▸ Exercise aim: List every environment variable named in the deidentification documentation below.

Deidentification¶
For sites where the assign-ed sessions still contain identifiable data (e.g. a
clinical scanner staging DICOMs before upload), insert a deidentify step between
assign and upload. It strips patient-identifying fields from each session and
writes both the deidentified copy and a re-identification mapping (so the process can
be reversed later if needed, e.g. to look up a scan for a clinical follow-up).
$ xnat-ingest deidentify /data/staging/assigned /data/staging/deidentified \
/etc/xnat-ingest/deid-specs /data/staging/reid
INPUT_DIR— theassignoutput directory (XINGEST_INPUT_DIR)OUTPUT_DIR— where deidentified sessions are written; pointuploadat this directory instead of theassignoutput (XINGEST_OUTPUT_DIR)SPEC_DIR— the deidentification specs, one directory per project (see below) (XINGEST_SPEC_DIR)REID_DIR— where the re-identification mappings are written, one JSON file per session (XINGEST_REID_DIR)
As with assign, --unlink-source all/--unlink-source keep-metadata clean up
the assign output once a session's been deidentified — see
2. Assign project/subject/session IDs for what the two modes do.
Only formats known to carry patient information are touched — DICOM is treated this way by default, while derived formats like NIfTI are assumed already de-identifiable-in-place and are just copied through unchanged. If a session contains a PHI-bearing format with no applicable spec (see below), that session is skipped and logged as an error rather than uploaded with PHI still attached.
Laying out the deidentification specs¶
SPEC_DIR holds one subdirectory per project, named to match the project ID that
assign gave the session, plus an optional __default__ subdirectory used as a
fallback for any project without its own:
deid-specs/
__default__/
medimage@dicom-series.json
MYPROJECT/
medimage@dicom-series.json
Within each project directory, there's one JSON spec file per format, named after the
format's MIME-like identifier with / replaced by @ (e.g.
medimage/dicom-series becomes medimage@dicom-series.json). A spec also covers
more specific sub-formats — e.g. a spec for the broader medimage/dicom-collection
format applies to medimage/dicom-series sessions too if there's no more specific
match.
Note
The intent is for each spec file's contents to configure how that format is
deidentified for that project — e.g. which additional DICOM tags to blank or
remap beyond the built-in set, or project-specific replacement values. That
per-project customisation isn't wired up yet: today, the mere presence of a
spec file is what matters (it tells deidentify a format is handled for that
project), while the actual fields removed from DICOM are currently a fixed,
built-in list regardless of what the spec file contains. Until the content is
read, an empty JSON object ({}) is a reasonable placeholder for each spec
file.
Re-identifying data later¶
Each session's original identifying values (before they were stripped) are written to
REID_DIR as <session_id>.json. If --reid-encrypt-key is set to a
URL-safe base64-encoded 32-byte key (e.g. from Fernet.generate_key() in the
cryptography package), the file is written encrypted instead, as
<session_id>.json.enc, and can only be read back with that same key — keep it
somewhere separate from REID_DIR itself.

Lines excerpted from a collection
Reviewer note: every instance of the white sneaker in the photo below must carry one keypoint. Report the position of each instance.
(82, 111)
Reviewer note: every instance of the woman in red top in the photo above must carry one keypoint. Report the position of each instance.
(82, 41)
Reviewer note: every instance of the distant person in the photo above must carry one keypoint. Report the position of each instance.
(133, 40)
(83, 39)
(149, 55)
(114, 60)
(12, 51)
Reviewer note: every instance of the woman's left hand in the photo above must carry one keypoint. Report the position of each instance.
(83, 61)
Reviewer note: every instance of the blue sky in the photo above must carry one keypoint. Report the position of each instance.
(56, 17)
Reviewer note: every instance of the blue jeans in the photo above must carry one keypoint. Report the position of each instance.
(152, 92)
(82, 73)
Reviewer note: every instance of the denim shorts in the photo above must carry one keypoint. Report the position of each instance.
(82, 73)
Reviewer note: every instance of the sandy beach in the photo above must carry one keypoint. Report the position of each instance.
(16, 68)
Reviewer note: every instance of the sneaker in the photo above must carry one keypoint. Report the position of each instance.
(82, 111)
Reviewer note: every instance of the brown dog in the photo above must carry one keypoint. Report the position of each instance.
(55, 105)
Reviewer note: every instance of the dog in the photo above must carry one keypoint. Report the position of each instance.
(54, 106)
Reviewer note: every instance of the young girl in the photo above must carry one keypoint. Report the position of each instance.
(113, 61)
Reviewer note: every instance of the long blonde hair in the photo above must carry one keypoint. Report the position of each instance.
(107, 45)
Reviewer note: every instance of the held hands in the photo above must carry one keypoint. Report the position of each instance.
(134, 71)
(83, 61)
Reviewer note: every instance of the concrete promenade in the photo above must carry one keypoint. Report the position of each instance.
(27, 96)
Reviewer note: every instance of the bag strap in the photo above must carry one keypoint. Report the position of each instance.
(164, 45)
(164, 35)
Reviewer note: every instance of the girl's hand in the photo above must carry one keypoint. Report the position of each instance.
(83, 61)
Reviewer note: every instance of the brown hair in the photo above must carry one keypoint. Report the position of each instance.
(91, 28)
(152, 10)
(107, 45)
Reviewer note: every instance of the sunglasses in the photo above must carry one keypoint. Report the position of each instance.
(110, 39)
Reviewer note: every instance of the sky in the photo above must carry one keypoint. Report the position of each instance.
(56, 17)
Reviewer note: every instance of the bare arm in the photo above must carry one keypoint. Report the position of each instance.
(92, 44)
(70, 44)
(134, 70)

▸ Output of the exercise:
XINGEST_INPUT_DIR
XINGEST_OUTPUT_DIR
XINGEST_SPEC_DIR
XINGEST_REID_DIR